- [Parts of the exercise]:
1. Can you reproduce everything in the article on Hollywood's "passing" films, from "Starting in the" down to "sorrow that they encountered."?
2. Would you carry on the article about Hollywood's "passing" films from the point where it stops?

Posted in Articles, Communications/Media Studies, Media Archive, Passing, United Kingdom, Videos on 2016-06-12 01:06Z by Steven

The Agonies Of “Passing” – Considering the Murder Mystery ‘Sapphire’

IndieWire
July 2014

Sergio

The Agonies Of “Passing” – Considering the Murder Mystery ‘Sapphire

Starting in the late 1940’s, and continuing through to the end of the ‘50’s, Hollywood seemed to be obsessed with the concept of “passing” –light skinned black people passing for white. Though it wasn’t new, of course, somehow it caught Tinseltown’s attention and a slew of films were made, almost all them dealing with women in particular, who passed for white and the tragedies and sorrow that they encountered.

Elia Kazan’sPinky,” “Lost Boundaries,” “Imitation Of Life,” “Band of Angels,” “The Night of the Quarter Moon,” “I Passed for White,” and the would-be “Gone with the Wind” rip-off, “Raintree County,” with Elizabeth Taylor and Montgomery Clift, which, technically may not be a “passing” movie, though it deals with a pre-Civil war, antebellum Southern belle (Taylor), who goes slowly insane because she believes her real mother was a slave, who was her father’s lover (turns out that she wasn’t, but Taylor dies anyway for all her grief).

Stored data entries:
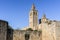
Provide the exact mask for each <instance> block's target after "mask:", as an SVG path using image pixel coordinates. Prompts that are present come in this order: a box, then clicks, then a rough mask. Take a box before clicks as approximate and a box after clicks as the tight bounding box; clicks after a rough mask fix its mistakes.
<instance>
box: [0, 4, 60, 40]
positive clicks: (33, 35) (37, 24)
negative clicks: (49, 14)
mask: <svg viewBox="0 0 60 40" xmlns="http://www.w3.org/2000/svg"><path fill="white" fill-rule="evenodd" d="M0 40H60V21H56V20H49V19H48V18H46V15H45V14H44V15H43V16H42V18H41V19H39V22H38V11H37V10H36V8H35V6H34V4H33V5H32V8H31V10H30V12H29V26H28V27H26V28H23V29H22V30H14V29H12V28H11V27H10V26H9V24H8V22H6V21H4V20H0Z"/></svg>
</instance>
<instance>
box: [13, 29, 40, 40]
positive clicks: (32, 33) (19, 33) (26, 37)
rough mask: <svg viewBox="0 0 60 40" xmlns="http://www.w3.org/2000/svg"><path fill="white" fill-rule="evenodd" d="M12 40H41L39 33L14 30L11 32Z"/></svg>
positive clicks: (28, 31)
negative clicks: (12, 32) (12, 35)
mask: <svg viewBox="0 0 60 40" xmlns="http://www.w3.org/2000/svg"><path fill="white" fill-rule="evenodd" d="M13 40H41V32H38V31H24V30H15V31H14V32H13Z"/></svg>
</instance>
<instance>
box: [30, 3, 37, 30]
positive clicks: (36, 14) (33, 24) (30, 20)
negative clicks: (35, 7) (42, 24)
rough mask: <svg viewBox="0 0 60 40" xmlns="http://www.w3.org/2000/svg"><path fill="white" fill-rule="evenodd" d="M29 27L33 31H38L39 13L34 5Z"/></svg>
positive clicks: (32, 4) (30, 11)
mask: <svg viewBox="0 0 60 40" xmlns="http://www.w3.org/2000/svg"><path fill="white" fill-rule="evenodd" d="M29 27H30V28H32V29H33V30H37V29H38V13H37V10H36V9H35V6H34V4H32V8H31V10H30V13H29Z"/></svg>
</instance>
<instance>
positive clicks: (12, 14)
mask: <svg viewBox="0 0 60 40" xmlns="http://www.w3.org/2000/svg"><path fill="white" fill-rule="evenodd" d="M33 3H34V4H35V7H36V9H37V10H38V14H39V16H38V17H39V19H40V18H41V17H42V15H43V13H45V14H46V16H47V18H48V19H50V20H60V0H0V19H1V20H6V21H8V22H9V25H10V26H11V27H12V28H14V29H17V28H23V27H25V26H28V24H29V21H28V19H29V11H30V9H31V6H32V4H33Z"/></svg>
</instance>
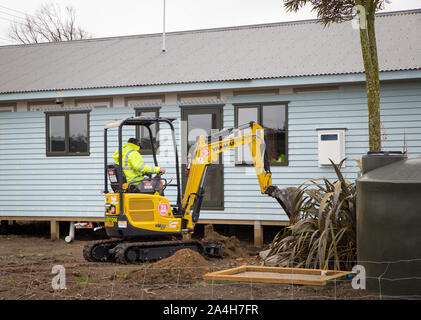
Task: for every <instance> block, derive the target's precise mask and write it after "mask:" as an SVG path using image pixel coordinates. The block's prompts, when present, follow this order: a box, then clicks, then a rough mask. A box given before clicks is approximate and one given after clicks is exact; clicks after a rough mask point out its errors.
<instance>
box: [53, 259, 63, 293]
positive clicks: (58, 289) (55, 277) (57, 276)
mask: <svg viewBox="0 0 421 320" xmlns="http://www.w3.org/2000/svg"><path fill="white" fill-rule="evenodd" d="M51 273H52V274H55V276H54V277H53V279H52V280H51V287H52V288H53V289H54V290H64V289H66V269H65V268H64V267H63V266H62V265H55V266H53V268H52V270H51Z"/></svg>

- [Answers to this exercise]:
1.
Starting in the late 1940’s, and continuing through to the end of the ‘50’s, Hollywood seemed to be obsessed with the concept of “passing” –light skinned black people passing for white. Though it wasn’t new, of course, somehow it caught Tinseltown’s attention and a slew of films were made, almost all them dealing with women in particular, who passed for white and the tragedies and sorrow that they encountered.

2.
But, for my money, the real doozy of the passing-for-white films wasn’t from Hollywood, but came instead from the U.K.

I’m referring to the 1959 British mystery detective film “Sapphire,” directed by Basil Dearden, who specialized, during the late 50′s and 60′s, in films with controversial subject matter, such as his 1961 film “Victim,” which dealt with a successful and closeted gay barrister who is being blackmailed, and fights back against his tormentors. It is credited for being the first movie in which the word “homosexual” was actually used in a film.

But “Sapphire” is in another realm altogether…

Read the entire review here. Watch the entire film, Sapphire here.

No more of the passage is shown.